Only the lines from the one containing "If you could identify the rocky mountain" through the one containing "If you could identify the rocky outcrop" should be printed, exactly as they appear below, with both ends included.

** Opening TASK INPUTS block **

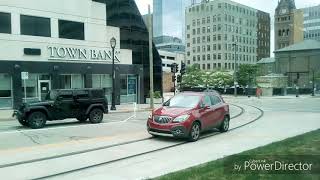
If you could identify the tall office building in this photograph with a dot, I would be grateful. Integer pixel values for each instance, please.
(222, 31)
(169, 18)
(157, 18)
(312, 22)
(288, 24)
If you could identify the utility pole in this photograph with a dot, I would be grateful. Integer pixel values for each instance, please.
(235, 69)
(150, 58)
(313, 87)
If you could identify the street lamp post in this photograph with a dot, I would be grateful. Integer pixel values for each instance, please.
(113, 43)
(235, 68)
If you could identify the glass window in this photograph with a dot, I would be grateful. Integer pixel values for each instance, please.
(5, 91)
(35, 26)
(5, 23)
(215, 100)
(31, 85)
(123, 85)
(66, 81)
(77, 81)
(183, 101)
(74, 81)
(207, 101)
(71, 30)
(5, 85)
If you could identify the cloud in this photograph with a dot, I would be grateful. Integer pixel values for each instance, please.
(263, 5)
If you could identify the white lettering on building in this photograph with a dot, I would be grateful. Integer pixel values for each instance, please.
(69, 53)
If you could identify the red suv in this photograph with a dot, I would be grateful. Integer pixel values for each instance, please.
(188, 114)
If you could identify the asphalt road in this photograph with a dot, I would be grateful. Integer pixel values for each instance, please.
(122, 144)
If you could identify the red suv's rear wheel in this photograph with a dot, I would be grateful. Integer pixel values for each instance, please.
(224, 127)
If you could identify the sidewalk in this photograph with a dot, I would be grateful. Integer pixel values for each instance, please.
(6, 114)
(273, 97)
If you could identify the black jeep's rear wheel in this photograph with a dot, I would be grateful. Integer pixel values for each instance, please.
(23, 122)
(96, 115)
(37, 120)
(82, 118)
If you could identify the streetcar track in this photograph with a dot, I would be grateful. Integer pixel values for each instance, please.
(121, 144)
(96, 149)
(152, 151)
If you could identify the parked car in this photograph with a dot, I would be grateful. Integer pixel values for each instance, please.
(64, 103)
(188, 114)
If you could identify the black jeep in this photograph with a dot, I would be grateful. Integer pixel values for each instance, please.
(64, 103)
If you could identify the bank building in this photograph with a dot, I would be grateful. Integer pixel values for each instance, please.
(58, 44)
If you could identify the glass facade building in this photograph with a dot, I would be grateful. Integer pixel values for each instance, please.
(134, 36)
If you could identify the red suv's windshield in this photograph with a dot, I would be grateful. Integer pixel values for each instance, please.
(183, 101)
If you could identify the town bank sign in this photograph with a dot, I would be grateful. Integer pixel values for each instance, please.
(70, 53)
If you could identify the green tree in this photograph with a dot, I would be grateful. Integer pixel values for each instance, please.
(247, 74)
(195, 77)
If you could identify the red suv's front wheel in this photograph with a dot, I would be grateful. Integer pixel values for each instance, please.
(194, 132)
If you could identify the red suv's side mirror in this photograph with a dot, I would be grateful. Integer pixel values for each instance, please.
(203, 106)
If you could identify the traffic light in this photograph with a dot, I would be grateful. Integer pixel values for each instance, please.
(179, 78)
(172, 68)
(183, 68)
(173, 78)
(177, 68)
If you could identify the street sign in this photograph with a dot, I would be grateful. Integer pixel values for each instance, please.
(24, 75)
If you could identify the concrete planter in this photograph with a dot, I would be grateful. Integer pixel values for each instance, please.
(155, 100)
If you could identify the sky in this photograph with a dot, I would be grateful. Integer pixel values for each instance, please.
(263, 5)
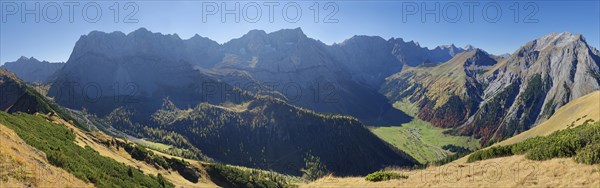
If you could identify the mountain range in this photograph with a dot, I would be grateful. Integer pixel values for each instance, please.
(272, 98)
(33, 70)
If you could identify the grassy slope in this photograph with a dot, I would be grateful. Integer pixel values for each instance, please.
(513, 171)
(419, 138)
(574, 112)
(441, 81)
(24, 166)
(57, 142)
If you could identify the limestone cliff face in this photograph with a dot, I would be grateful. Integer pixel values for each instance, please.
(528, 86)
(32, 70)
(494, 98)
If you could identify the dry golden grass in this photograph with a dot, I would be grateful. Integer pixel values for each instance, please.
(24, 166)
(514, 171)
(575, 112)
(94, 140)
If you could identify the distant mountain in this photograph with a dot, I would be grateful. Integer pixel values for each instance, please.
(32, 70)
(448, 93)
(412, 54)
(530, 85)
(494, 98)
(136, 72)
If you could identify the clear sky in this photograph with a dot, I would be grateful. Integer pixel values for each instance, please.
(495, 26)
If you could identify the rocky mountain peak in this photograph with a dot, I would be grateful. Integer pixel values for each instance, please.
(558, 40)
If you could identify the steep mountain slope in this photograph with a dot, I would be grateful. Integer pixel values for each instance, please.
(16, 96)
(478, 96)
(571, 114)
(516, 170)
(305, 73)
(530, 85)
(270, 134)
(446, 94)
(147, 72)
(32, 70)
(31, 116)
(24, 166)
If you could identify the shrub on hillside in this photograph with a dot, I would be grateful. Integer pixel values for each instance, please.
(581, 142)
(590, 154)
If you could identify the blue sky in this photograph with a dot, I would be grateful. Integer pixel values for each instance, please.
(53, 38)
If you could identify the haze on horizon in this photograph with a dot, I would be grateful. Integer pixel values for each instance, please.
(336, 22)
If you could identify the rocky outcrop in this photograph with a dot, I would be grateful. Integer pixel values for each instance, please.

** Closing TASK INPUTS block **
** Opening TASK INPUTS block **

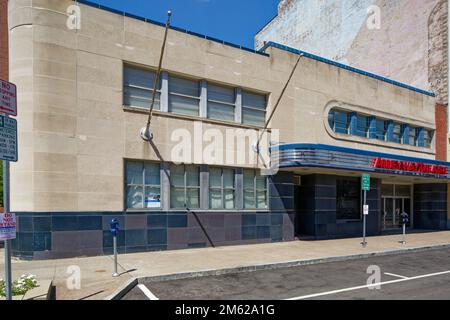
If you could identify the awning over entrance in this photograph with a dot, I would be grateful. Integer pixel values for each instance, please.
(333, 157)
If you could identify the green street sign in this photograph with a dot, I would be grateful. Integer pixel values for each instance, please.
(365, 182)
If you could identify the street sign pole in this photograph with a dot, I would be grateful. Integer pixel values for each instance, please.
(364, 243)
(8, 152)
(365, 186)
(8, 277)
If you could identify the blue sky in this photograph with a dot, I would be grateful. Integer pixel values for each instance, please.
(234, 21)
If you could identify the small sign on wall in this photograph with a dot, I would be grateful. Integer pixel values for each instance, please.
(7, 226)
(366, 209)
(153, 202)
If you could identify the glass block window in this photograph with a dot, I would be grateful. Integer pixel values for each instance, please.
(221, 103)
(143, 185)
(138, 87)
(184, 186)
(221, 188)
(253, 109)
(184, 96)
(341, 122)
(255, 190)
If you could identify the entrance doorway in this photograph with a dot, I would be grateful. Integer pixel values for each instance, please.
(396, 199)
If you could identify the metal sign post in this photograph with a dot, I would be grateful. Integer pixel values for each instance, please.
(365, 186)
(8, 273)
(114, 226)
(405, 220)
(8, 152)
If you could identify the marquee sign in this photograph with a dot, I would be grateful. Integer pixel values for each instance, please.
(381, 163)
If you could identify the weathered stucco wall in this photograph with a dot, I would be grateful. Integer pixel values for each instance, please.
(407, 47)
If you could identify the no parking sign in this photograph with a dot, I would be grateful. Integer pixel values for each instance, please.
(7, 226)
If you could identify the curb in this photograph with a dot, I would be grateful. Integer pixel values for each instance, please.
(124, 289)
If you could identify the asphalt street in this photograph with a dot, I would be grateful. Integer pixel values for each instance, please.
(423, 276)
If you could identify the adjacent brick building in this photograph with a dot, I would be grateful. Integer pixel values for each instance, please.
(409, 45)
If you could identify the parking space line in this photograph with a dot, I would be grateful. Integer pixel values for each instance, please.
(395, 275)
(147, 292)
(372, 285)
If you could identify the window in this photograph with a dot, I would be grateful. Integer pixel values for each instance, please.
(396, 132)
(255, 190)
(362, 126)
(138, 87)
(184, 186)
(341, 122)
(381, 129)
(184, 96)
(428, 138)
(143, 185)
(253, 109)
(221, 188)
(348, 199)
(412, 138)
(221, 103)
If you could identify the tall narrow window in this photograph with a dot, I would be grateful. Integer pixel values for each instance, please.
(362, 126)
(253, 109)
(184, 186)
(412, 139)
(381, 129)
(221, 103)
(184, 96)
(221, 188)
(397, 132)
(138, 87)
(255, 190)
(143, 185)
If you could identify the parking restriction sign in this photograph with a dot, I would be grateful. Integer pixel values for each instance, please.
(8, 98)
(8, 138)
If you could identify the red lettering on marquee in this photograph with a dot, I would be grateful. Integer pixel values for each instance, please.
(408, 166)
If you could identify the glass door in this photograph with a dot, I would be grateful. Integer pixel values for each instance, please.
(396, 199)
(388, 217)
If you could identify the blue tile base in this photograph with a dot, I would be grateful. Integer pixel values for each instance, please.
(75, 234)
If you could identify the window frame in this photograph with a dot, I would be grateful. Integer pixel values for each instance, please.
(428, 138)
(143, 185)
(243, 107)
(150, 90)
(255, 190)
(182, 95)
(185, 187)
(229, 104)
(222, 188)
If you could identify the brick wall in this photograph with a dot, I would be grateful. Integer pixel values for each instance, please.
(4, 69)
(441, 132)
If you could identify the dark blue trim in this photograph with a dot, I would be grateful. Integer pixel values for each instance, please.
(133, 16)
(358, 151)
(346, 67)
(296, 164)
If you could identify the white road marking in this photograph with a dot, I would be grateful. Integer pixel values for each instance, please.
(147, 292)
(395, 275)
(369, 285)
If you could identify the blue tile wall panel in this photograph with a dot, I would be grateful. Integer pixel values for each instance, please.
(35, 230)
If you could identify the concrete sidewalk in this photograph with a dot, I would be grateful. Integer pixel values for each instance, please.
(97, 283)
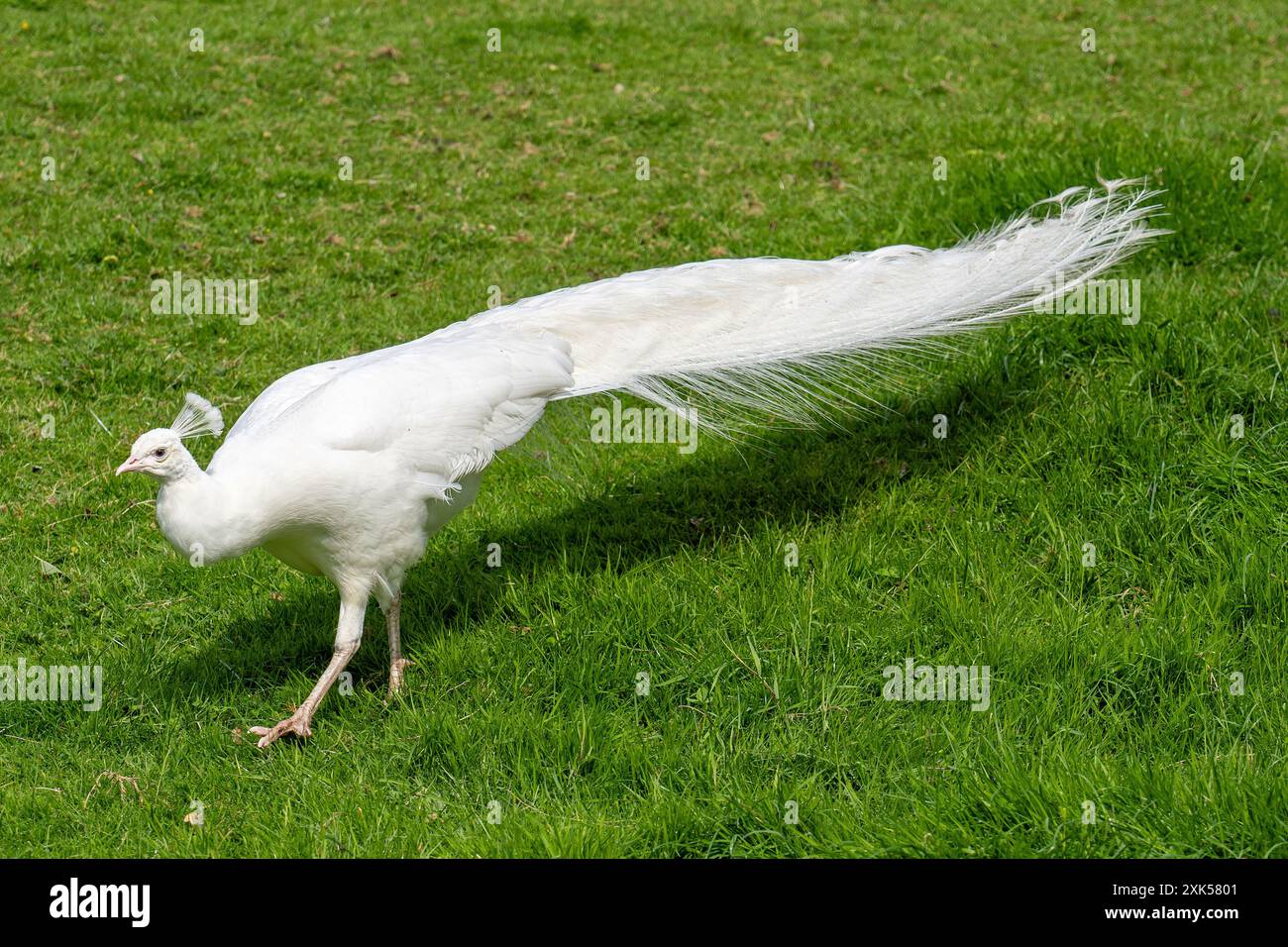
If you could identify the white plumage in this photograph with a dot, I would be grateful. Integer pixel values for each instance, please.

** Closing TASK INPUTS block **
** Opening TASK INPUTS block **

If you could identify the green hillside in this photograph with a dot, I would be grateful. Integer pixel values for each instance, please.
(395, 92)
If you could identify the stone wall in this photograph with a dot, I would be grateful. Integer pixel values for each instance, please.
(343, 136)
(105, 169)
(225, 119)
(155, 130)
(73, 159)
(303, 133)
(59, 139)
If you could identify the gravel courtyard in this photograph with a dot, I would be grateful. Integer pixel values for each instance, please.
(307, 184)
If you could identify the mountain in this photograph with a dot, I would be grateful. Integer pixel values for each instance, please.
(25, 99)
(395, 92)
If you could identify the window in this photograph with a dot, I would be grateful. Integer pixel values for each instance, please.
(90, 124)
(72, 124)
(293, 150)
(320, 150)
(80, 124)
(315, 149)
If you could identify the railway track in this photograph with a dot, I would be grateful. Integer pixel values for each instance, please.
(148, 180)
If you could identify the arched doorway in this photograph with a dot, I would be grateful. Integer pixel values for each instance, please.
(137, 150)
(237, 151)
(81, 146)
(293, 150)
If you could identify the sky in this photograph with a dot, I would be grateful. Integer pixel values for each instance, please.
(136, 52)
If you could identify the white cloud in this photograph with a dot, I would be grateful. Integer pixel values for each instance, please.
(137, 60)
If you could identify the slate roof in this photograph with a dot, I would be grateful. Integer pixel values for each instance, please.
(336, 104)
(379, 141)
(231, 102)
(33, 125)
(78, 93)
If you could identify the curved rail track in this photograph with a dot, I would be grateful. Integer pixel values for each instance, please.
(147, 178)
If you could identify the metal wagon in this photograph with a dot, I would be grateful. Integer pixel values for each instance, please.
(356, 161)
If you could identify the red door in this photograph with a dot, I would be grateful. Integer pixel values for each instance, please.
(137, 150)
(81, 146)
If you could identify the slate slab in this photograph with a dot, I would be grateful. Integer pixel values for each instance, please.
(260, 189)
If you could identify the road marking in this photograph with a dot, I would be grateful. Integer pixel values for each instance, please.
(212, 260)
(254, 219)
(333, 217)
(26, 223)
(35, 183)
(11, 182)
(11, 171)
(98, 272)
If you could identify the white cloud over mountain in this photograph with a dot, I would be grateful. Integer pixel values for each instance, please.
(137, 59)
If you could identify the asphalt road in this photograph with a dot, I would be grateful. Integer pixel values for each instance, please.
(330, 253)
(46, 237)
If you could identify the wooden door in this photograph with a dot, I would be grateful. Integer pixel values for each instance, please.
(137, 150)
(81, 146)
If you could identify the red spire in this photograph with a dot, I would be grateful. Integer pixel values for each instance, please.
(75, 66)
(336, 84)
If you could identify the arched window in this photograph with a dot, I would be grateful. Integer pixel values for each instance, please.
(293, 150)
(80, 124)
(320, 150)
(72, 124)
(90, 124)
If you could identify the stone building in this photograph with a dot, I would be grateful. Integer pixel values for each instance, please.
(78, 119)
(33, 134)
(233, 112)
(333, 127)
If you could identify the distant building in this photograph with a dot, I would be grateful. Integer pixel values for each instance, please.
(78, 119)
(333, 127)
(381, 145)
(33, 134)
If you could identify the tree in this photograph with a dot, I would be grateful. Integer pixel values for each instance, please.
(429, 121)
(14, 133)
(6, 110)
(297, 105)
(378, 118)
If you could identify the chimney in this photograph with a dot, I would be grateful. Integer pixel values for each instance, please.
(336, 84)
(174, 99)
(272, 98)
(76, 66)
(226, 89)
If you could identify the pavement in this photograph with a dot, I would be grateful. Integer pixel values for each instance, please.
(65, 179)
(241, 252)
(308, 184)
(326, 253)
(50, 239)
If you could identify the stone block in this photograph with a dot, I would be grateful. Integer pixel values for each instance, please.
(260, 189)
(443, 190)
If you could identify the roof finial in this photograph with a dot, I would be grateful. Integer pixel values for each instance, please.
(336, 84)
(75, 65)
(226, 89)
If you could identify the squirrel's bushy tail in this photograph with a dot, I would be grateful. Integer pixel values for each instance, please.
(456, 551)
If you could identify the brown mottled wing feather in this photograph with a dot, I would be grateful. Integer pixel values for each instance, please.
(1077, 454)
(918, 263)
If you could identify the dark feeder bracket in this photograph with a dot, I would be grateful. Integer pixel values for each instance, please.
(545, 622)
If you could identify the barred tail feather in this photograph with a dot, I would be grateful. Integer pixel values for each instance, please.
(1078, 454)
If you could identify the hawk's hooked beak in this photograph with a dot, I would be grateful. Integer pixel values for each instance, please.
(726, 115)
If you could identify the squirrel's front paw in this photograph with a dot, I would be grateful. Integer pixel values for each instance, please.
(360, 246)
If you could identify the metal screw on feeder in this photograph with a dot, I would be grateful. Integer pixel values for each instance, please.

** Closing TASK INPUTS block **

» **YOUR RESPONSE**:
If you could identify the rocky mountain peak in this photograph with a dot, I would be grateful. Integer pixel values for each instance, please.
(558, 40)
If you could identify the steep mountain slope in this photograph with a dot, I would be grateful. Integer pixel values for each instance, please.
(16, 96)
(478, 96)
(571, 114)
(516, 170)
(305, 73)
(530, 85)
(270, 134)
(446, 94)
(147, 72)
(32, 70)
(31, 116)
(24, 166)
If you could identify the shrub on hillside in this photograph with a dot, I would be grateful. Integer pixel values for each instance, please.
(581, 142)
(590, 154)
If you could identify the blue sky in this photograph with a dot, I would be grateful. Integer pixel values for each instance, please.
(53, 38)
If you could identify the haze on horizon in this photograph with a dot, I would be grateful. Integer pixel values for each instance, please.
(336, 22)
If you could identify the rocky outcrop in this photograph with a dot, I would be grateful. Integer pixel values for each instance, please.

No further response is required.